TASK OBJECTIVE
Look for the line containing "Where can you spot the man in" in the listing below. Retype that line and every subsequent line through the last one, and only those.

INFORMATION GIVEN

________________________

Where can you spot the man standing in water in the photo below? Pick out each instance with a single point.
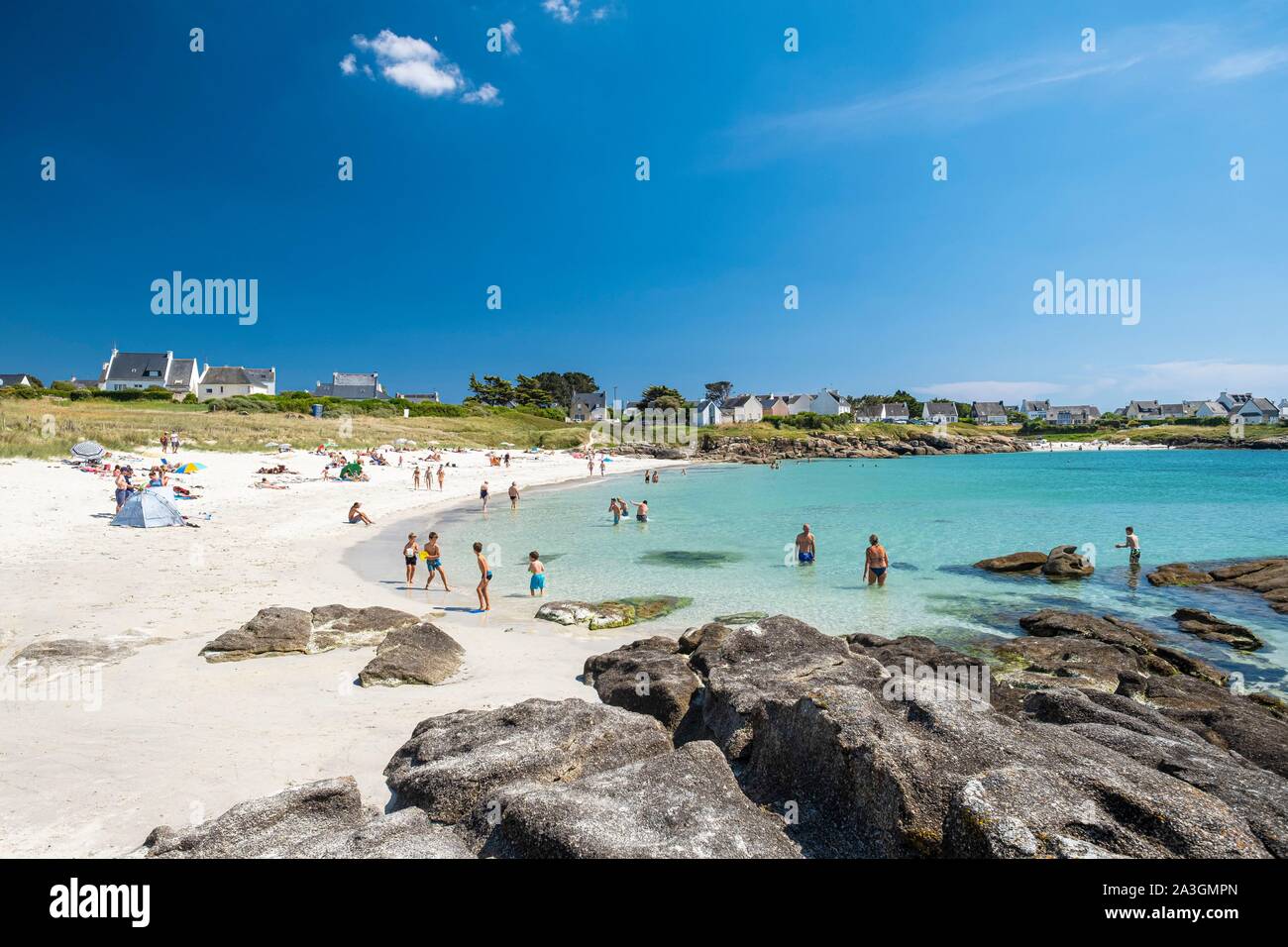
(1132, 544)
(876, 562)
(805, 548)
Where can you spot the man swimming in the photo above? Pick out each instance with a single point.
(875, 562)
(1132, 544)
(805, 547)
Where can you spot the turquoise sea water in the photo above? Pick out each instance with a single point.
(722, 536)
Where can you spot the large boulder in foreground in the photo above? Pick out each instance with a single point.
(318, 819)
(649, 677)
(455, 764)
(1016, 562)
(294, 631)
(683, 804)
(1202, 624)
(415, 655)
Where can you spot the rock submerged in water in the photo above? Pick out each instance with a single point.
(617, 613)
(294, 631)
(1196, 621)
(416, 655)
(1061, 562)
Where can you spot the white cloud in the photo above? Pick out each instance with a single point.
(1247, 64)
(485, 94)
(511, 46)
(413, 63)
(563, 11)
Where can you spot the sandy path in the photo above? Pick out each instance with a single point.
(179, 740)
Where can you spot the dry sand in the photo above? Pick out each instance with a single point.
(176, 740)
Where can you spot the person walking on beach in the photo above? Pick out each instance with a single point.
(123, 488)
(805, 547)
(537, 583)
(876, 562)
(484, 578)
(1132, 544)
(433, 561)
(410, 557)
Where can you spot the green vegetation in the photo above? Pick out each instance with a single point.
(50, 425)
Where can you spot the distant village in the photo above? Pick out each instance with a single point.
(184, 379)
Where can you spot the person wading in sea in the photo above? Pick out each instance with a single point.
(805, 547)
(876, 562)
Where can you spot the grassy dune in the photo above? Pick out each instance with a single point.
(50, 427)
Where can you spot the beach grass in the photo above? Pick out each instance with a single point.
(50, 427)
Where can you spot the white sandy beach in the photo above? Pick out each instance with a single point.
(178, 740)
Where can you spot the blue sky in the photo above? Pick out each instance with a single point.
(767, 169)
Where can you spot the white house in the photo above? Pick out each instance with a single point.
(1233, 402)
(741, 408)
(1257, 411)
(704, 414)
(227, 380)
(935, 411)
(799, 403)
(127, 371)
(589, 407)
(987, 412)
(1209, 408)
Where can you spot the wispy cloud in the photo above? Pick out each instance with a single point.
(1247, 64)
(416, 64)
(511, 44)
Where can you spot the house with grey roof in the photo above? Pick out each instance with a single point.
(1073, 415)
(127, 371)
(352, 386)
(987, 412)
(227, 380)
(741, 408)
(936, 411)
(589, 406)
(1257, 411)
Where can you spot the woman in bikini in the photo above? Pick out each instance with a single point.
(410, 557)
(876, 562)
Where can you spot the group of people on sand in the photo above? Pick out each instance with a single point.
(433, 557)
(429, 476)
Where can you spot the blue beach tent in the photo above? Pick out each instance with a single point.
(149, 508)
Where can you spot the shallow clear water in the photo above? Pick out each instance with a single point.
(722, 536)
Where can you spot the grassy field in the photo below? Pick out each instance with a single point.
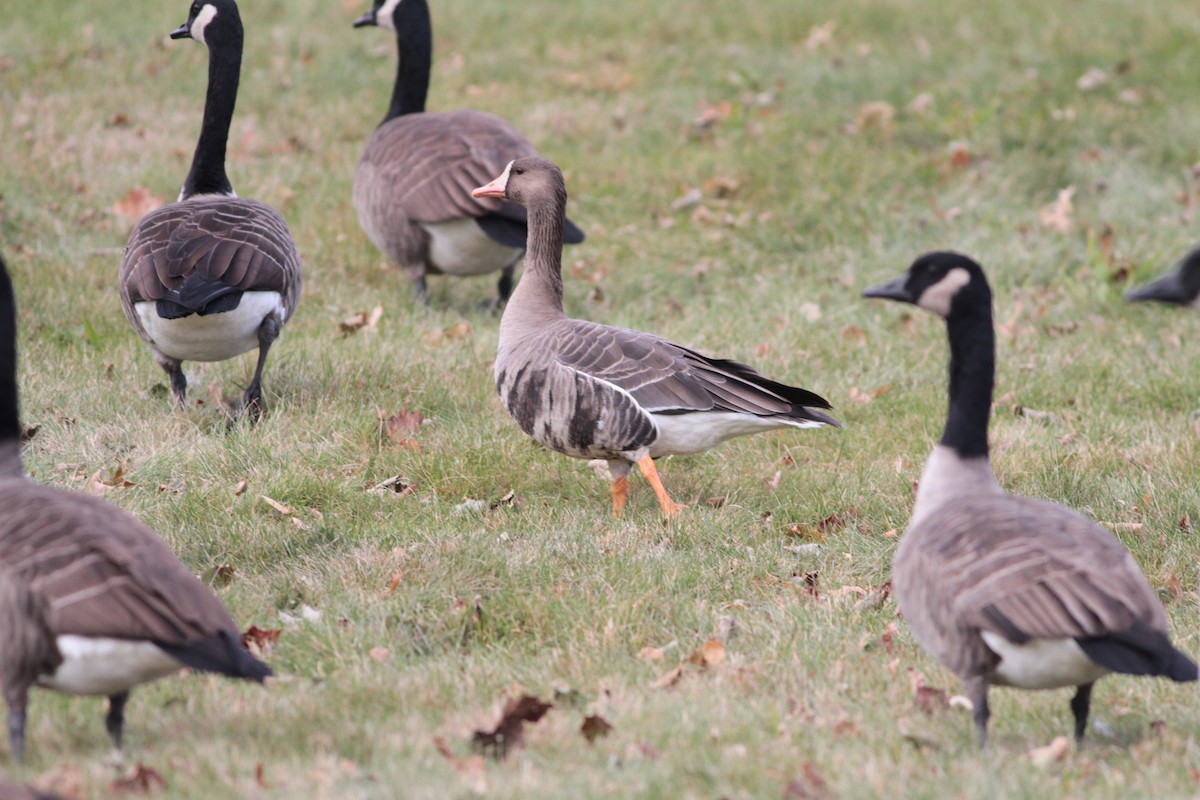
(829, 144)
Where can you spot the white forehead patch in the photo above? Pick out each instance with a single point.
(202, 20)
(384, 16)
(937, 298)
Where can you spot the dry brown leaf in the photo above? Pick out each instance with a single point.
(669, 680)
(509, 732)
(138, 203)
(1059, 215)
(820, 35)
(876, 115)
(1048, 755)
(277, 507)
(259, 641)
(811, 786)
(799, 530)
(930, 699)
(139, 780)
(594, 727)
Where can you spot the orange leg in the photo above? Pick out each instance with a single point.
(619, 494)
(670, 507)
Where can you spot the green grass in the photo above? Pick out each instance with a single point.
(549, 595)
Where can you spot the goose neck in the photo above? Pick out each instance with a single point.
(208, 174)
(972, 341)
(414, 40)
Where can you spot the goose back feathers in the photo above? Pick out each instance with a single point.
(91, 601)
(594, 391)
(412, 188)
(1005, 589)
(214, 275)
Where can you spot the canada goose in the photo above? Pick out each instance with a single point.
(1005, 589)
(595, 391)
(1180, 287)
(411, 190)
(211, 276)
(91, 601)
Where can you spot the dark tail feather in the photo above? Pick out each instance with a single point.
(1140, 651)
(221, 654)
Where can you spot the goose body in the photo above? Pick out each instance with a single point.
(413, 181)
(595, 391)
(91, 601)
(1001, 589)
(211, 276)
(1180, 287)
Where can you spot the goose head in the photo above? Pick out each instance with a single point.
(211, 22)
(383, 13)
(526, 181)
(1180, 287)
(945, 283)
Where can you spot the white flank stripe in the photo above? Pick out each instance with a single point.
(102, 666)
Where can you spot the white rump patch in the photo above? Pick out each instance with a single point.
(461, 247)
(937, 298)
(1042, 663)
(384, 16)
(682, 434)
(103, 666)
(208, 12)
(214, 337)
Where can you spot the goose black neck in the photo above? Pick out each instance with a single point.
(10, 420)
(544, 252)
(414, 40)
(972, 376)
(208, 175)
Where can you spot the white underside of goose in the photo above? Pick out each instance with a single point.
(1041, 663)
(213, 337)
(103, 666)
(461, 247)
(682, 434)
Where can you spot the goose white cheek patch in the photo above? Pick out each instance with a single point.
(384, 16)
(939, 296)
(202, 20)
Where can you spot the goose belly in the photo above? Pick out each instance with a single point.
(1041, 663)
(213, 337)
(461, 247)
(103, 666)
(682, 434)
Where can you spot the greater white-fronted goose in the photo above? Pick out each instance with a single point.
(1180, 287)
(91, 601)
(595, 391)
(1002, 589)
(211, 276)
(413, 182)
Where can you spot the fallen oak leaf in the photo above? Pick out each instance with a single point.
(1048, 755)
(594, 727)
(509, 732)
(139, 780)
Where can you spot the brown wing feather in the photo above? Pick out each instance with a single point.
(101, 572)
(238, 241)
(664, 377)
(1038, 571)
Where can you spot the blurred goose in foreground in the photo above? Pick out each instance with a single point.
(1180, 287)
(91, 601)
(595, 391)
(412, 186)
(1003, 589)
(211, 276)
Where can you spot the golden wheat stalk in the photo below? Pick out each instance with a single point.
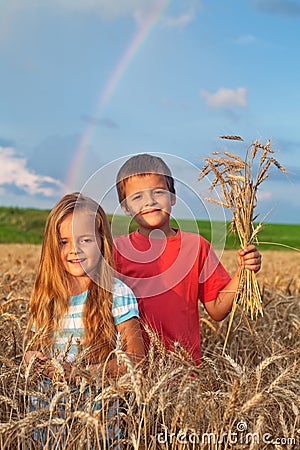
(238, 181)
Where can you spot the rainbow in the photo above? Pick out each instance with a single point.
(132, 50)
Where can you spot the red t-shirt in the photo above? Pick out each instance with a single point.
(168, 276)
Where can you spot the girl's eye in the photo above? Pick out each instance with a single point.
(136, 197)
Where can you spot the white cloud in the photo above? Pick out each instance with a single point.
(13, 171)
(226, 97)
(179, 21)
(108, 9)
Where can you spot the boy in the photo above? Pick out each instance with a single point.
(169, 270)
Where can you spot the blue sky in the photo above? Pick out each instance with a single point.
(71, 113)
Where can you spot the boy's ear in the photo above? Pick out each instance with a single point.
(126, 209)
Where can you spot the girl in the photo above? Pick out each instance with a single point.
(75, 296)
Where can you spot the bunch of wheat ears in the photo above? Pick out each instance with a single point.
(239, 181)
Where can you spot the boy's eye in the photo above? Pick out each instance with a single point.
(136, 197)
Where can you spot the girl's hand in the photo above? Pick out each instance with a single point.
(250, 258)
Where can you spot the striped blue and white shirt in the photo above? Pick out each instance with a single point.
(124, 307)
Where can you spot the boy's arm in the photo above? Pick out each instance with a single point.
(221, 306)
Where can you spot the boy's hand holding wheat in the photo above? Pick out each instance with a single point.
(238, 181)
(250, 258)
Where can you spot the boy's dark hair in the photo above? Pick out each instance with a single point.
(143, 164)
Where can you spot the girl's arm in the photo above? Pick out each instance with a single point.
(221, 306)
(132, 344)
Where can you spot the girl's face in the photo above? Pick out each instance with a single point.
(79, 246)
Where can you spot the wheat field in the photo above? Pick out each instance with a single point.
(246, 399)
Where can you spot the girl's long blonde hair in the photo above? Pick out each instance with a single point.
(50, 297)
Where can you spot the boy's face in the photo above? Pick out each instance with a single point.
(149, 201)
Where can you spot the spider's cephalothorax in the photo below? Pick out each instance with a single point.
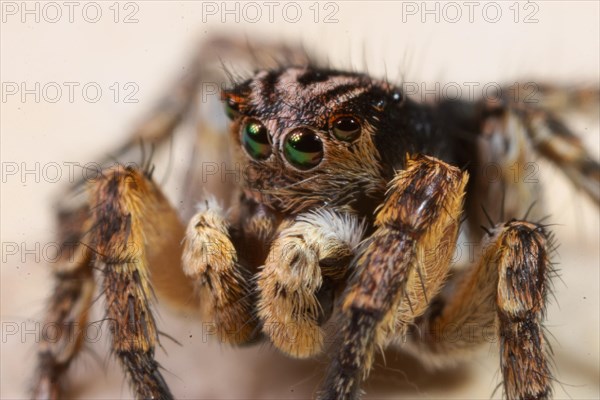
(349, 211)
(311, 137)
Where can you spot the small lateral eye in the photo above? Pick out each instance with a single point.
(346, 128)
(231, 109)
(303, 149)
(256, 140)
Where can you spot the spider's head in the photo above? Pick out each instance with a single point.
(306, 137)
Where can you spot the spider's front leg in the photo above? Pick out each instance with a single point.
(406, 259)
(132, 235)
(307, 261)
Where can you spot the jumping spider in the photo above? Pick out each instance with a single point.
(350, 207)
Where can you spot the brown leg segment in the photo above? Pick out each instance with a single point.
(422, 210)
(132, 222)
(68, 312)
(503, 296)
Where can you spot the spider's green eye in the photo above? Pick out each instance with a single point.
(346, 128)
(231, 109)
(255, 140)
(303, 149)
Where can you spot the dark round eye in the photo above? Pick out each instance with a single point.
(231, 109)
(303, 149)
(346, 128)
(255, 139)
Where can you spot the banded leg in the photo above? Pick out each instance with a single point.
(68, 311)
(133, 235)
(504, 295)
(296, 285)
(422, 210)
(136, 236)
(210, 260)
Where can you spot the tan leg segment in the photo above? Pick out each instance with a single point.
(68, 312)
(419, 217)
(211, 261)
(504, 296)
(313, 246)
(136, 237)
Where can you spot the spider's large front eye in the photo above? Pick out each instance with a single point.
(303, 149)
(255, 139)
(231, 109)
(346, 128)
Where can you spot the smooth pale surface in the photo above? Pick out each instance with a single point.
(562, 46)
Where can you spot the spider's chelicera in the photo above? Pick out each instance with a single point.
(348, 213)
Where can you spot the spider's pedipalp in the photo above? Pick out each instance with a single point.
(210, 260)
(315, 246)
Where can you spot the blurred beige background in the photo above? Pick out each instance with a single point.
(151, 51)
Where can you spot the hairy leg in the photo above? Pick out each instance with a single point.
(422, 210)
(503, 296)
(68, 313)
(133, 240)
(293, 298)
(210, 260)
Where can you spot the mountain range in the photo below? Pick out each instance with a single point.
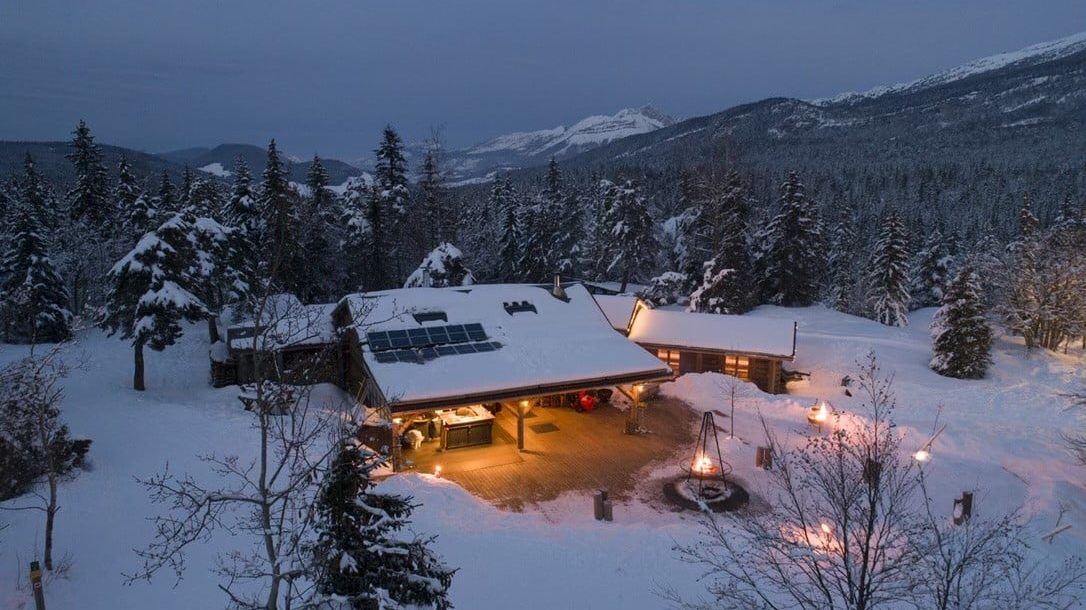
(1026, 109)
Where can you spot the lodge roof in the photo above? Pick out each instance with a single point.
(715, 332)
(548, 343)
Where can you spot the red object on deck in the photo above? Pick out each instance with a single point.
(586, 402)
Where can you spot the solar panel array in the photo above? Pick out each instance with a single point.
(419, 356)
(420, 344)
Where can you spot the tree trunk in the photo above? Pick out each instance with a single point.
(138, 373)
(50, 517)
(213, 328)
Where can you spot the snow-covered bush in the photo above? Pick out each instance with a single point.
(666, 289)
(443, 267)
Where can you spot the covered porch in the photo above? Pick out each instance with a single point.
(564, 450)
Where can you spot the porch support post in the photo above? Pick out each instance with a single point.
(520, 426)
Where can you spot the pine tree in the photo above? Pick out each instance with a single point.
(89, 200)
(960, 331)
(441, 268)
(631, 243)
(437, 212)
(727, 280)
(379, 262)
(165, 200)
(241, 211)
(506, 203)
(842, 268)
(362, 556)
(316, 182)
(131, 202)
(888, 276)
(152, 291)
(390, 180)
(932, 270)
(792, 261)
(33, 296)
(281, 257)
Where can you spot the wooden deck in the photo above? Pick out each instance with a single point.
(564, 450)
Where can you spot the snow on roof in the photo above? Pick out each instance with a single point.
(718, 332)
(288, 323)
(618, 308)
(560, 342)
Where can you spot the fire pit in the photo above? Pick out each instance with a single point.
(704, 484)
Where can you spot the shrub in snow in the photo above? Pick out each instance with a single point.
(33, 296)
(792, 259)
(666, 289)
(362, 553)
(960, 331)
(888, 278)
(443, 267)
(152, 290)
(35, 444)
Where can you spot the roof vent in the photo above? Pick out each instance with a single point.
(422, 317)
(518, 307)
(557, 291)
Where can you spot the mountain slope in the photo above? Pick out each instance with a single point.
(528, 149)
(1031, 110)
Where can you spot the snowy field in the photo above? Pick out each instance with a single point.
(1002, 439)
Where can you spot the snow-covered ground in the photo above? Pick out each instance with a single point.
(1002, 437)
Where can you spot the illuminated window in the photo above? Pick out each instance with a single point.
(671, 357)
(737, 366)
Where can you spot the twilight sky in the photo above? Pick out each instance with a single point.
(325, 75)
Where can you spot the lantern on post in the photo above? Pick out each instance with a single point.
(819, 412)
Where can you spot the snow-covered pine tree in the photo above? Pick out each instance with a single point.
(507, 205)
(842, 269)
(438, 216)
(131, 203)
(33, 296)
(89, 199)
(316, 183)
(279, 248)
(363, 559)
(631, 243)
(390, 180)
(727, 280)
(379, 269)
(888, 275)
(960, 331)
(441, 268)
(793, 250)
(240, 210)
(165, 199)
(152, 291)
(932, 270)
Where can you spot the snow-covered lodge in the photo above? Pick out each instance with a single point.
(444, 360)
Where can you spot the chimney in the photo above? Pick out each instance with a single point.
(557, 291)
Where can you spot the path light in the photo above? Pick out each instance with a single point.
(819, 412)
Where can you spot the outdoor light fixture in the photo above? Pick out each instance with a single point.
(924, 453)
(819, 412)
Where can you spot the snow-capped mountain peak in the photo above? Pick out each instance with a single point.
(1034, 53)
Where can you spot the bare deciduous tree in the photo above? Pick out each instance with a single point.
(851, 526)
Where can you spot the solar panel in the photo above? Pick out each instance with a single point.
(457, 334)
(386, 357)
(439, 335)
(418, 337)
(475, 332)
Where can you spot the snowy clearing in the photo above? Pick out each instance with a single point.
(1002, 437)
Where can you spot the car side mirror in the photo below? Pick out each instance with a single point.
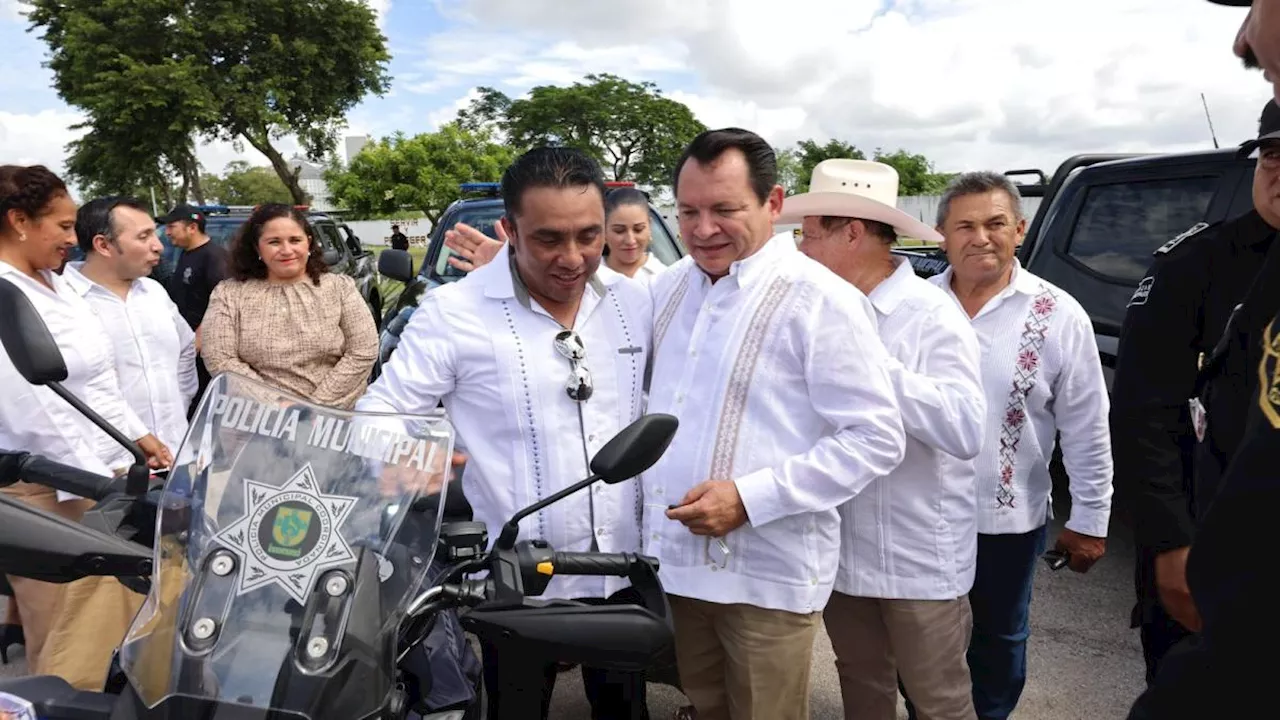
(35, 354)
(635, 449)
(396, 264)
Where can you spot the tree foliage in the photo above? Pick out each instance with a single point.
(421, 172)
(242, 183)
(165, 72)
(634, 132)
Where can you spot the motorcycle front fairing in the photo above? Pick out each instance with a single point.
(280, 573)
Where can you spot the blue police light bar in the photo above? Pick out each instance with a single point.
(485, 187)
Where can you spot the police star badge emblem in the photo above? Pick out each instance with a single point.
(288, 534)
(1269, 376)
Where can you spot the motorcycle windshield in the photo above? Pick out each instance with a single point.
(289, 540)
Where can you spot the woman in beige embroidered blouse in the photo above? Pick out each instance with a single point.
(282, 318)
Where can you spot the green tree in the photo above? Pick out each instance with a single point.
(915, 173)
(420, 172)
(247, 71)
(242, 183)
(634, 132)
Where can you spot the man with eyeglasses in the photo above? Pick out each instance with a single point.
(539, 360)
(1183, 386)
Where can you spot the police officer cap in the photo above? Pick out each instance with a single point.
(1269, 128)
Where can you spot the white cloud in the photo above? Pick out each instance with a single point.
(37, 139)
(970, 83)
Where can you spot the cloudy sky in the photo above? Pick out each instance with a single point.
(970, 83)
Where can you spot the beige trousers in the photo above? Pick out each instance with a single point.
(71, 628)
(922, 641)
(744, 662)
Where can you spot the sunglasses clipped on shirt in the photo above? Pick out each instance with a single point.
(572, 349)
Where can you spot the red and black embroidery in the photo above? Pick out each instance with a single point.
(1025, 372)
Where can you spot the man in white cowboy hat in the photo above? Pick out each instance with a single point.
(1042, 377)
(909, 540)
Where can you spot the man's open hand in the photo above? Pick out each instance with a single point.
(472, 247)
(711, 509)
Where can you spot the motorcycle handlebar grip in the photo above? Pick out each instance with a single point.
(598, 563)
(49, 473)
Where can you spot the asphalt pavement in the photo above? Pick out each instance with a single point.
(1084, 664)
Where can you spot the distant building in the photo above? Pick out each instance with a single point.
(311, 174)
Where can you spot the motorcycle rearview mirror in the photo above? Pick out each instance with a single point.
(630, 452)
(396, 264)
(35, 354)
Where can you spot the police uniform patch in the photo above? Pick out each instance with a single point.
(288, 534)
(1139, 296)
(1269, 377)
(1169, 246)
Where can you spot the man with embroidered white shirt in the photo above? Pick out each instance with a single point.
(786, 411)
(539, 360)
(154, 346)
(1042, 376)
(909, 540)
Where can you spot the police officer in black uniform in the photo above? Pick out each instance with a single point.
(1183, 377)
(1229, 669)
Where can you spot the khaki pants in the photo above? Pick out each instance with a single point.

________________________

ANSWER TO THE TASK
Where can you spot the man in white cowboy hat in the photo above? Pick out each instance with a single point.
(1042, 377)
(909, 540)
Where can you spot the man's open hand in the photo above? Pick out each instance with a single point.
(472, 247)
(711, 509)
Where can you spot the motorcycle handlebar grip in the photo above? Pick out each instance with a single point.
(598, 563)
(49, 473)
Where can you spot the asphalt pavement in the photo above? Pick out each instance with a single point.
(1084, 664)
Where can you spot the distant building in the photo above? Pick out each instance with a single point.
(311, 174)
Where can you spot the motorcycle rearview mirror in the photo above? Pick out each instance with a single point.
(630, 452)
(396, 264)
(35, 354)
Where can you spot the police uniform patch in the photo above? Pick out each instance with a single point.
(288, 534)
(1139, 296)
(1269, 377)
(1169, 246)
Where can you spot the man with embroidered white shirt in the photo above? Pick out each instance with a single point.
(786, 411)
(539, 360)
(154, 346)
(1042, 376)
(909, 540)
Where can you spot the police officer in black uniform in the photo above? Pick out each instance with a single point.
(1183, 377)
(1229, 669)
Where can you spot the khaki pants in the photo above? Pick out each instance with a single point.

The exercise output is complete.